++++ EXTRACT

Book Reviews

Gail Tan Ilagan. 2007. Fly on the wall 2.
Davao City: CSL Printing. 195 pages.
by Patricio N. Abinales

On page 22 of her engrossing collection of essays, Ateneo de Davao professor and pundit Gail Ilagan reminisces about those annual, obligatory retreats people in Catholic institutions have to go through. Then she inserts these lines: “Did God see an image of Herself when she spied an ant? Because I did.”
Bam! Vintage GI – enthralling readers with her everyday life encounters, and just as you begin to settle down and enjoy her absorbing prose, she whacks you with a surprise to remind you why she is, probably (in deference to critics) Mindanao’s best essayist to date. In these two lines, the question is not whether God spies on ants, but that it is a “She-God” (not Goddess, note how Gail dispenses with this sexist label) who does the spying. And to top it all, GI asserts it with certain definitiveness (“Because I did!”).
Surely, when GI wrote this she knew that among her many readers were her Jesuit bosses, members of a religious congregation whose long history includes some of the best intellectual defense of Catholicism. Was GI trying to provoke them into a debate on its institutional chauvinism? And did they take GI to task for this heresy? We do not know.
These asides against established (and unfair) norms permeate Fly on the wall 2. The nationally-famous Manolo Quezon is taken to task for inadvertently turning her into an anti-communist, when she is not. She does not hesitate to go after the thugs who killed and sought to make excuses for the killing of nine-year old Grecil S. Buya (Death of a nine-year old just shreds your emotional equilibrium to pieces). And if they threatened to brand her a “communist sympathizer,” her response is to “bring it on.” This Ilongga cannot be run over easily. She will fight.

++++++++
++++ GIVEN ENTRIES

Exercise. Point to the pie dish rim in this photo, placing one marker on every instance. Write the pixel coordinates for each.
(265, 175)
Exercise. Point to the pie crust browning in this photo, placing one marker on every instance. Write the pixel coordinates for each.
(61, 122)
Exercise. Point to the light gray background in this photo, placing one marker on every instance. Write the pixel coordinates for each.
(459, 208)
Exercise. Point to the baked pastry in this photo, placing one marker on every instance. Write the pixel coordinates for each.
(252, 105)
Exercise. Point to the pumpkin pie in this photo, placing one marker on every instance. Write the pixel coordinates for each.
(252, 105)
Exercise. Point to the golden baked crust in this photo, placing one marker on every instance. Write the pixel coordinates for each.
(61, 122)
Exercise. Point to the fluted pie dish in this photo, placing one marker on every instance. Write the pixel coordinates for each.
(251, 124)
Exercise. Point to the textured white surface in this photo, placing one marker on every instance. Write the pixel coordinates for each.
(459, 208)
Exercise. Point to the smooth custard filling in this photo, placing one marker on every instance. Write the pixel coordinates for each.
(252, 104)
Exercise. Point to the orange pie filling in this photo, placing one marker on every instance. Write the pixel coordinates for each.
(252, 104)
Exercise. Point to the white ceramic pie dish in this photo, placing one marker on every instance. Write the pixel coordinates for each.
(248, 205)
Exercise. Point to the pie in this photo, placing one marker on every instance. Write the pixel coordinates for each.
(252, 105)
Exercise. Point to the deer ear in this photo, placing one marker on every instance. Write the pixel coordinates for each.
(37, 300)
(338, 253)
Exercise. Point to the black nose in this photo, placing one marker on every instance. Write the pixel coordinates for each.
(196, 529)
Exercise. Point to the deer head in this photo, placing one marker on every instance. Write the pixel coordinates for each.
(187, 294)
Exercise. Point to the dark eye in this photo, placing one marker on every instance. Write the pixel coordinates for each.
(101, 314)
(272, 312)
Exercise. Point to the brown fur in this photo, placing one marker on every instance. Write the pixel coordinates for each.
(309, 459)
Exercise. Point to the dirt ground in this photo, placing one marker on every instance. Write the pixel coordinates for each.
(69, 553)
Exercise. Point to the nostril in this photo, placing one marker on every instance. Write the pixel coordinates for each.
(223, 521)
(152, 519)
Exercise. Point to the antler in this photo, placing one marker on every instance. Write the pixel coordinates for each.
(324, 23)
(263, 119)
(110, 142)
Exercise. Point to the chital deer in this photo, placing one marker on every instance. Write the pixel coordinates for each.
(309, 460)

++++++++

● EXERCISE BRIEF:
Set down the part of the book review starting at "Bam! Vintage GI" and ending at "do not know.", copied word for word.

● SOLUTION TO THE EXERCISE:
Bam! Vintage GI – enthralling readers with her everyday life encounters, and just as you begin to settle down and enjoy her absorbing prose, she whacks you with a surprise to remind you why she is, probably (in deference to critics) Mindanao’s best essayist to date. In these two lines, the question is not whether God spies on ants, but that it is a “She-God” (not Goddess, note how Gail dispenses with this sexist label) who does the spying. And to top it all, GI asserts it with certain definitiveness (“Because I did!”).
Surely, when GI wrote this she knew that among her many readers were her Jesuit bosses, members of a religious congregation whose long history includes some of the best intellectual defense of Catholicism. Was GI trying to provoke them into a debate on its institutional chauvinism? And did they take GI to task for this heresy? We do not know.